WHAT NEEDS TO BE DONE
Return the lines below unchanged, starting with the line that contains "Where can the bare" and going on through the end of the records.

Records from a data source

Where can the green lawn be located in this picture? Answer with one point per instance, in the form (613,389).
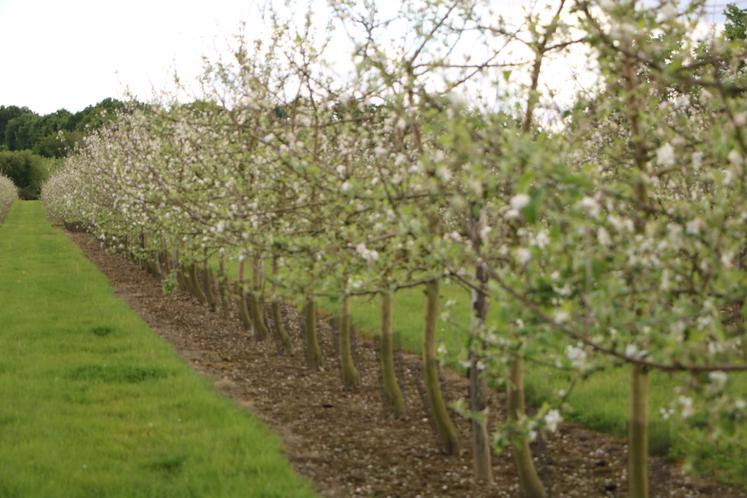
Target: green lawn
(94,404)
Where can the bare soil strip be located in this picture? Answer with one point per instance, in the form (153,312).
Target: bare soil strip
(342,441)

WORKED SOLUTION
Where can the bare soil strip be located in this picture? Answer with one point per instance, in the form (153,312).
Target: bare soil strip
(342,441)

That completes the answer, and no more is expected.